** START OF Provided entries **

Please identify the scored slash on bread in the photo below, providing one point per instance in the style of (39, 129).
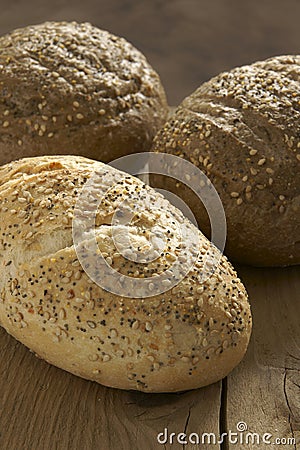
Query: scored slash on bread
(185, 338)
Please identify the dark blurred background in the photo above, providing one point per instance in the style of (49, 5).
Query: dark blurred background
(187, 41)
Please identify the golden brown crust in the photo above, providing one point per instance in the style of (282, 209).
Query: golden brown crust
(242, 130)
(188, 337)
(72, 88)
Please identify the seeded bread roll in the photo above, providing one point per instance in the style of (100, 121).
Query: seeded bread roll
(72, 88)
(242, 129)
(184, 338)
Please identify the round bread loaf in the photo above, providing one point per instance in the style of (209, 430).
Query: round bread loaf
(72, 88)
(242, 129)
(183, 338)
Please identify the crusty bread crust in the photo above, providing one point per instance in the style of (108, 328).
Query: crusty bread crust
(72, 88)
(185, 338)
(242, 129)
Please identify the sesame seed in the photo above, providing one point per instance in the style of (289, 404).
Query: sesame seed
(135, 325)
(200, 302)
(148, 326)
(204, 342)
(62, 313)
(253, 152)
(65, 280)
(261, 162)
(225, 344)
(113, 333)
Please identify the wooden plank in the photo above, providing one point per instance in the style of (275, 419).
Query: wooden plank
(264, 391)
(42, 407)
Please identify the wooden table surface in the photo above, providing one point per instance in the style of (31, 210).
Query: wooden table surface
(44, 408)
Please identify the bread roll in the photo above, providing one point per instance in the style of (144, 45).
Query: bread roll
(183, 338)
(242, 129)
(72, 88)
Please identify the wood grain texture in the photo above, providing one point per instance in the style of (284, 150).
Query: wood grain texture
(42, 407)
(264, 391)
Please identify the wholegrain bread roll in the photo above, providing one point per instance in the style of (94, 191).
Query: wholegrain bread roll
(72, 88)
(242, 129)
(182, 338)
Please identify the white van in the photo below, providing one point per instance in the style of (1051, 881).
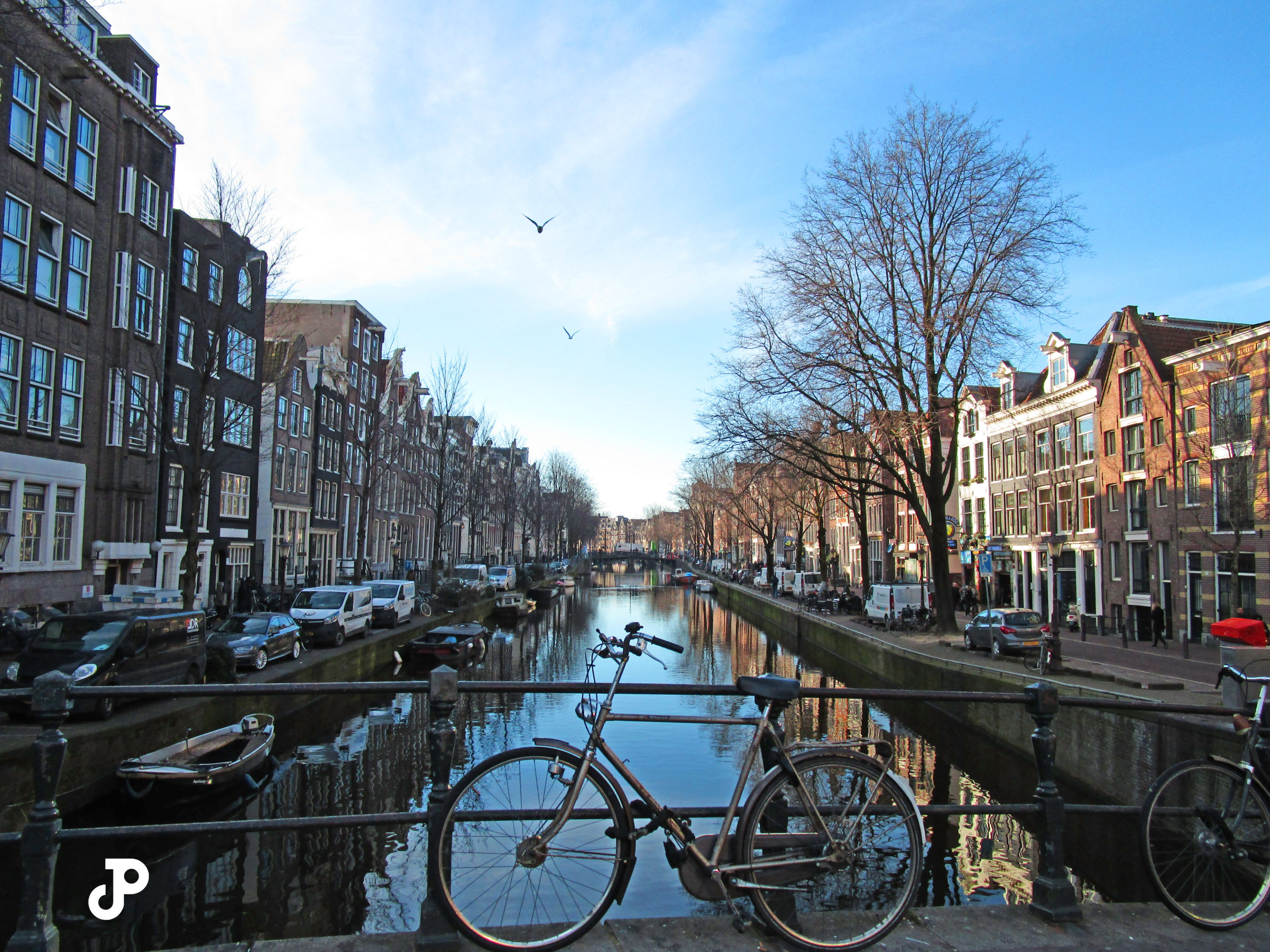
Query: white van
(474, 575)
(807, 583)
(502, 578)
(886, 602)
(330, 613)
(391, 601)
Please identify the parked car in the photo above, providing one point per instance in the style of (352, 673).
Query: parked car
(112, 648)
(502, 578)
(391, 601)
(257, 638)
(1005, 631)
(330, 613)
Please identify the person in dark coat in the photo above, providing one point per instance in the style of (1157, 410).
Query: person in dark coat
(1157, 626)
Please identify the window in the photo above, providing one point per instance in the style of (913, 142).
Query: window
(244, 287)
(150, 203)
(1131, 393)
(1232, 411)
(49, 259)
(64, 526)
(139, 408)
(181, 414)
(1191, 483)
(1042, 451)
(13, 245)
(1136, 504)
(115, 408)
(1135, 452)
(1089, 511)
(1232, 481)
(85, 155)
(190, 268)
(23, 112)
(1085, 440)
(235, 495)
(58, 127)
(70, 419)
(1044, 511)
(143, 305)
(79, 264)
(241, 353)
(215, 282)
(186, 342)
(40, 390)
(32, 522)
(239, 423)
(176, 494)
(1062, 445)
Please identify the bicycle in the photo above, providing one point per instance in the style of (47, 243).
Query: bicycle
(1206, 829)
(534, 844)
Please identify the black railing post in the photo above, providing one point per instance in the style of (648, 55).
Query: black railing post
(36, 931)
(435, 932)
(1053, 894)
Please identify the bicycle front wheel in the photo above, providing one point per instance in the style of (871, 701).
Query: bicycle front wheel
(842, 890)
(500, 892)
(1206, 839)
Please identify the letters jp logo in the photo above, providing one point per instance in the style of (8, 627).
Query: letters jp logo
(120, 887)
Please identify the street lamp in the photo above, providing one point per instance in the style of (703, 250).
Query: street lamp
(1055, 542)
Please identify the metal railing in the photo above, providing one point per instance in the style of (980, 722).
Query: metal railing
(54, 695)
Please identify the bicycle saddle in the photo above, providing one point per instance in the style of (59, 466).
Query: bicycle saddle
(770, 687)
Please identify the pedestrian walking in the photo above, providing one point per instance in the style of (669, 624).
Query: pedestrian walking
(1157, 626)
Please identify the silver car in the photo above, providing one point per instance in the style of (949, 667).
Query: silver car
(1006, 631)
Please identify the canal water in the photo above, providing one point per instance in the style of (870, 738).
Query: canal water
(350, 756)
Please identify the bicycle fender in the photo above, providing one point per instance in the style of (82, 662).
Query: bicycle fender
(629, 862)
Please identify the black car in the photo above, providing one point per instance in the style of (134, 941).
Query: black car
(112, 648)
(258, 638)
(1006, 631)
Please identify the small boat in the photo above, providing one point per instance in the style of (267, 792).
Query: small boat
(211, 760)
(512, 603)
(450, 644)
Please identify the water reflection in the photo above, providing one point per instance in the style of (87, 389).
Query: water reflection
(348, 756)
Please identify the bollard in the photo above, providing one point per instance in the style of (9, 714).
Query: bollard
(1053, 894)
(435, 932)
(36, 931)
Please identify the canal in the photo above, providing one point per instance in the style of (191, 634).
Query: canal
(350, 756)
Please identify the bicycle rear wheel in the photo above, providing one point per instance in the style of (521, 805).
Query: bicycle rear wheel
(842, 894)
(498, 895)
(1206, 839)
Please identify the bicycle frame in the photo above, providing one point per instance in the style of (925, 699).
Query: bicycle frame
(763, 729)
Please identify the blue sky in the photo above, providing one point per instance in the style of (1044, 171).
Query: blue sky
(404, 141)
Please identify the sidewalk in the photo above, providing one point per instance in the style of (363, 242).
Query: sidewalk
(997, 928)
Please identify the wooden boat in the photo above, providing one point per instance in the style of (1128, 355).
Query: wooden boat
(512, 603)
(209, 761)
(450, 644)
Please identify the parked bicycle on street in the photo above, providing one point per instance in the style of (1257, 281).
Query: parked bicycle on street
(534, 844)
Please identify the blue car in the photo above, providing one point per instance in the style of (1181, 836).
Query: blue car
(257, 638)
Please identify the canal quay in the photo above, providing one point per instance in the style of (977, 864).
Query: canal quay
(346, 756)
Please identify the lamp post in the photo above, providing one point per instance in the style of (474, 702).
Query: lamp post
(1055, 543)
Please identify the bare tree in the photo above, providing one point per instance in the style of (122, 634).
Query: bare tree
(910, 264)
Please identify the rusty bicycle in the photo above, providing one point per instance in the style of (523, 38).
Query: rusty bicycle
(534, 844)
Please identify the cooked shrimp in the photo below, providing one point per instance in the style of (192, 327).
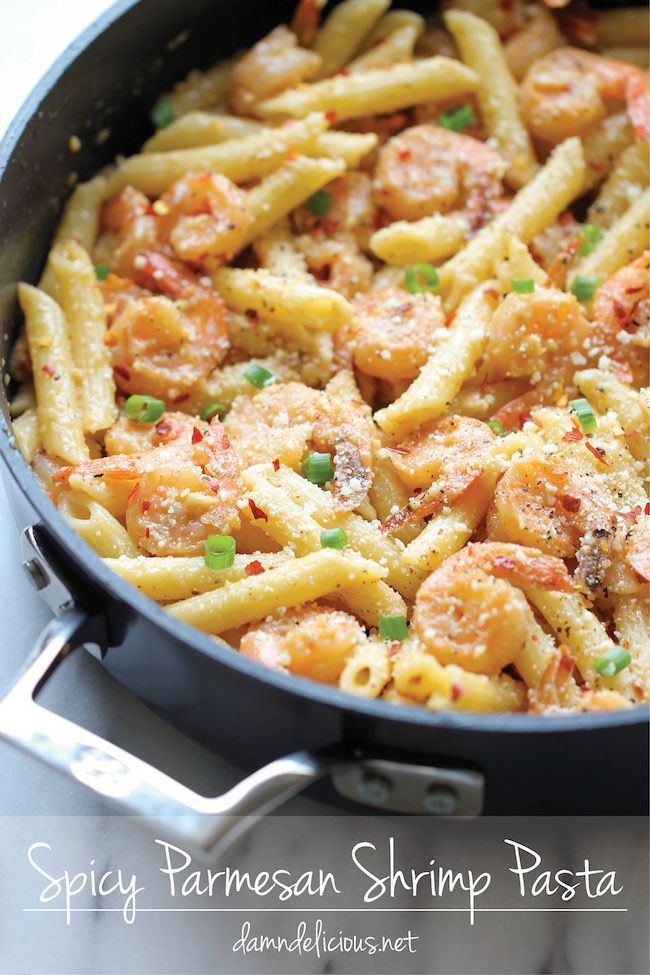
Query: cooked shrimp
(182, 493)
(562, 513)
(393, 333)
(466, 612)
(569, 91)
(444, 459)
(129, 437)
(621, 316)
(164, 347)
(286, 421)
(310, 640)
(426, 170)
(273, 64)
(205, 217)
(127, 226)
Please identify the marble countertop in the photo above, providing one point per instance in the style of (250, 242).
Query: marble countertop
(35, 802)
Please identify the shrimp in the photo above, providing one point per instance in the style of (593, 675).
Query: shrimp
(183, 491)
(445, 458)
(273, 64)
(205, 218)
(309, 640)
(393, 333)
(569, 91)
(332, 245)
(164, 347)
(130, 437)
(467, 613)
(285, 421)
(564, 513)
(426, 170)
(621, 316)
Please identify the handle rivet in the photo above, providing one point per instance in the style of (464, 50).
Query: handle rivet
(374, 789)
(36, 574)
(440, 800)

** END OF Provided entries **

**Given instruction**
Begin with the line that contains "Please identify the lamp" and copy every line through the end of the listing, exactly as written, both ends included. Pictures are not part of the copy.

**Full response**
Please identify the lamp post in the photo above, providing one point per instance in the style of (474, 702).
Query: lamp post
(1055, 543)
Please identify the bare tree in the photo above, providing one point per instance in the style of (122, 634).
Query: bare tree
(910, 264)
Please identify the rusty bicycle in the photo above, providing one point per instance in the style of (523, 38).
Query: rusty bicycle
(534, 844)
Please identify the cooked shrimp in the photo below, providing one point per instance in the style of (192, 327).
Query: cooked shrimp
(182, 493)
(562, 513)
(393, 333)
(466, 612)
(569, 91)
(444, 459)
(129, 437)
(621, 316)
(164, 347)
(286, 421)
(310, 640)
(426, 170)
(273, 64)
(205, 217)
(127, 226)
Please identify the marble countertop in the photo above, providing one point per instance in the style of (250, 242).
Query: marble countertop
(35, 802)
Please identify the shrimp in the photo above, providing one point per instance in the style of (593, 675).
Query: shrimp
(183, 491)
(445, 458)
(273, 64)
(205, 218)
(309, 640)
(393, 333)
(569, 91)
(332, 245)
(164, 347)
(130, 437)
(467, 613)
(285, 421)
(564, 513)
(426, 170)
(621, 316)
Please identify the handle rivet in the photo above, providing one point per instance in the style of (464, 50).
Query: handle rivet
(374, 789)
(36, 574)
(440, 800)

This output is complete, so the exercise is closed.